What you have to do: Where a picture appears, skip it; print everything else in the records exactly as it stands.

Source records:
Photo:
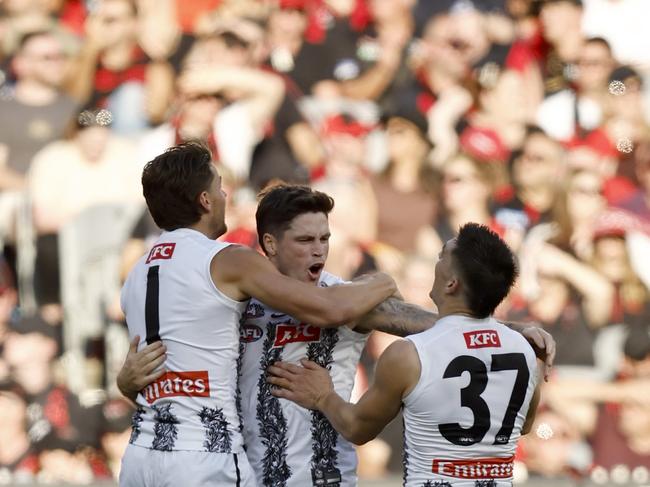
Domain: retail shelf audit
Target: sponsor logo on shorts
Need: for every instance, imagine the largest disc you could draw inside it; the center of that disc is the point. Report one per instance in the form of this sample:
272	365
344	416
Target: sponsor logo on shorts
483	468
161	252
250	333
189	384
286	333
482	339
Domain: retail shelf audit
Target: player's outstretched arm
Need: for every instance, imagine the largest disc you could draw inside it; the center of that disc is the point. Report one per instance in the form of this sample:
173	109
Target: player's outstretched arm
140	368
310	386
241	272
532	408
397	317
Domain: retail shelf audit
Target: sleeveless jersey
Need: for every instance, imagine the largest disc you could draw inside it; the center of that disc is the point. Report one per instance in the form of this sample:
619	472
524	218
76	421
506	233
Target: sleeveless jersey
287	445
464	417
170	294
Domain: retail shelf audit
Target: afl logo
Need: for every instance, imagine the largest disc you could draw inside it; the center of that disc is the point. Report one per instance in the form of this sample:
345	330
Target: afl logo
250	333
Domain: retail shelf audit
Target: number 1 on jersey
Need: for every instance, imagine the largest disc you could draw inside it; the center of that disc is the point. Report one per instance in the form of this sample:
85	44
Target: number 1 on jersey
470	397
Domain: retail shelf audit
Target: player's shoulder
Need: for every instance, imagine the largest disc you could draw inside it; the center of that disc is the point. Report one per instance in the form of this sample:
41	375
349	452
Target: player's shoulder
515	340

Finished exercise:
Photo:
Domain: retail shelf audit
Target: sponsor logo on shorts
Need: for every instance, imagine the largest disc you could draw inside it; the center of that disc is the point. Report one per instance in the form of this sample:
272	365
344	416
Target: sponsor logo on shorts
483	468
161	252
250	333
189	384
286	333
482	339
Domain: retail shelf audit
Target: player's outstretched arm
Need: for every instance, imagine the largest disc you could draw inside it; the center of that disc is the point. Report one per instance in the form of this sample:
173	109
Target: player's outstretched arm
140	368
310	386
241	272
532	408
397	317
Domain: retail shelf audit
Target: sleeveless jersey
Need: for every instance, imagine the largest disc you could draw inside it; the center of that disc is the point. Report one per instance in the form of this sample:
619	472
524	218
76	421
506	233
Target: sleeveless jersey
287	445
464	417
170	294
Domain: retail shelf audit
Target: afl logo
Need: for every instance, imagine the largest disc you could draw inside it; the center of that disc is the point. Report one per instance in the form of this sample:
345	330
Target: afl logo
250	333
Domain: retail shelf audit
Target: number 1 on jersey
Need: for every instance, imagine the largest disc you could draw inside it; the center of that disc is the point. Report one per instance in the form of this sample:
85	44
Target: number 1 on jersey
470	397
Domain: retail shelf audit
Target: player's shoulder
Need: for every instance, imagine the largest disc you could draw inside it; the center of that disc is the point. Report one per instance in the form of this sample:
41	375
349	452
Target: player's shoulder
515	340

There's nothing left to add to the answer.